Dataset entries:
-- Opening Marker --

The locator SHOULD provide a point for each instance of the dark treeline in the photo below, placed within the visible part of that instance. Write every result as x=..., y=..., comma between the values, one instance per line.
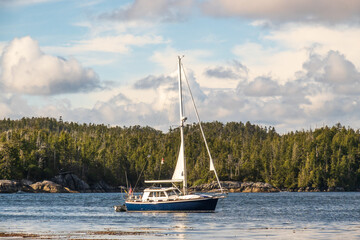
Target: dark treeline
x=40, y=148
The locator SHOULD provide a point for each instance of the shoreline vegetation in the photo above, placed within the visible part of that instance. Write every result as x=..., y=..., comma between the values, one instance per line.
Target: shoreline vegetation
x=249, y=157
x=79, y=186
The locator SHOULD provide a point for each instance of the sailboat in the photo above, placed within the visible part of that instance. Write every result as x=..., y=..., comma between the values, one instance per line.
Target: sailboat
x=172, y=199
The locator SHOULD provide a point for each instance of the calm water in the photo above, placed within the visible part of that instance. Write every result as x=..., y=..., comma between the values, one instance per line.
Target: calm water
x=239, y=216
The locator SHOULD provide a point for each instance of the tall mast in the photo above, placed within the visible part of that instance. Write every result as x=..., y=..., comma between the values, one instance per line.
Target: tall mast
x=182, y=121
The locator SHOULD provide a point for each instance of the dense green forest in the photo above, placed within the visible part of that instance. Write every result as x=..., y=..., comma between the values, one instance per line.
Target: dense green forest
x=40, y=148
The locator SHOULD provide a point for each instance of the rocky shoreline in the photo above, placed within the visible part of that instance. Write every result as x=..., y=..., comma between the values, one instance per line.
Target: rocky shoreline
x=70, y=183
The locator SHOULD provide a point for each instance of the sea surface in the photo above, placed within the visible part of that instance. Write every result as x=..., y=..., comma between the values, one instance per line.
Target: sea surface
x=284, y=215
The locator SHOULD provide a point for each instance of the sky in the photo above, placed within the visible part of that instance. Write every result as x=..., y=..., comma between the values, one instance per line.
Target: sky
x=293, y=65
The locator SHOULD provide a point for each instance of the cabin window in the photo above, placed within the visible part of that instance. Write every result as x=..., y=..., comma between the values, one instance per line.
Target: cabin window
x=171, y=193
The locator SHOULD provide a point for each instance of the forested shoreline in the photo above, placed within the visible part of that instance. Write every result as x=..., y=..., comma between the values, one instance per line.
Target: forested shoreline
x=41, y=148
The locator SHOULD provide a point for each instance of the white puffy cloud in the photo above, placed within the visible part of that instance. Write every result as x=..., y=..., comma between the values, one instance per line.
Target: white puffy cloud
x=26, y=69
x=325, y=11
x=112, y=44
x=159, y=10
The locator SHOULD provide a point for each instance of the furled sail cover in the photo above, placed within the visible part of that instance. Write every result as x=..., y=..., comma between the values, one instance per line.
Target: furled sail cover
x=179, y=170
x=212, y=168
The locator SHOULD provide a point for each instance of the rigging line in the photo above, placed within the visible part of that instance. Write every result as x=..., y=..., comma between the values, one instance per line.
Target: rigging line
x=140, y=175
x=202, y=131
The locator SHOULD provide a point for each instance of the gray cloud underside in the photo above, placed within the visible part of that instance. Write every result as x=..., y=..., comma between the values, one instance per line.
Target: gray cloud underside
x=26, y=69
x=279, y=11
x=262, y=100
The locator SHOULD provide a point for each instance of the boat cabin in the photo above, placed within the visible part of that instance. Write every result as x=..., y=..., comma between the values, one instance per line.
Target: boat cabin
x=159, y=194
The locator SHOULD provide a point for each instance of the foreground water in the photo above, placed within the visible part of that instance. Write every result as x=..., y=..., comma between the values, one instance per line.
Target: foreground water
x=239, y=216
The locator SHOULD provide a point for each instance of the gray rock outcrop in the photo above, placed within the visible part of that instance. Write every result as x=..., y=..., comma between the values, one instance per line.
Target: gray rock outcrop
x=11, y=186
x=72, y=182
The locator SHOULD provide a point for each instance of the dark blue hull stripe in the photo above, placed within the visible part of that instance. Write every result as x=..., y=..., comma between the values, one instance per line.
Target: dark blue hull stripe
x=199, y=205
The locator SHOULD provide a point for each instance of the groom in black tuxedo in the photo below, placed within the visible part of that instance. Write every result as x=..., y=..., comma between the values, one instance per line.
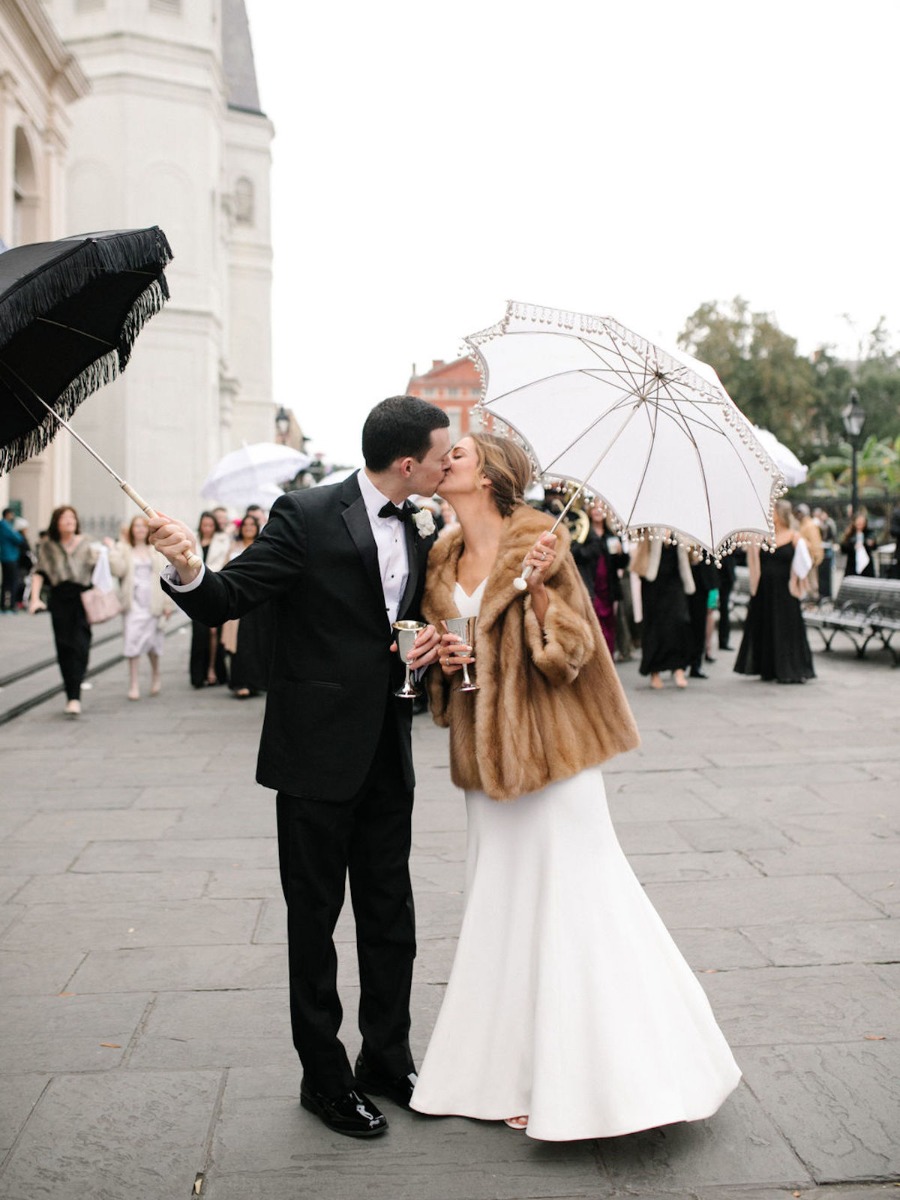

-- Closing Marker --

◆ **TASK BRIEF**: Leave out the pictures and copy exactly the lines from the one with "of the foreground" through the last line of the records above.

◆ **EXERCISE OUTPUT**:
The locator SHOULD provide a point for each instance of the foreground water in the photo above, placed within the visible part of that instance. Write every result as x=..., y=..., comma between the values, one instance per line.
Target: foreground water
x=239, y=216
The locator SHOULD provide a point for each instance of the gray rock outcrop in the photo above, placed within the visible part of that instance. Write every result as x=..., y=..., comma between the values, one instance per line.
Target: gray rock outcrop
x=11, y=186
x=72, y=182
The locator SHOULD provide a point for each instance of the dark blue hull stripe in the photo above, placed within the visible part of that instance. Write every result as x=..., y=..., comma between the values, one instance per line.
Target: dark blue hull stripe
x=199, y=205
The locator SHOULD provide a point for each instance of the groom in black tuxedo in the photo below, placed within the visible part of that instance. Write every result as x=..., y=..., comma between the values, one instance per line.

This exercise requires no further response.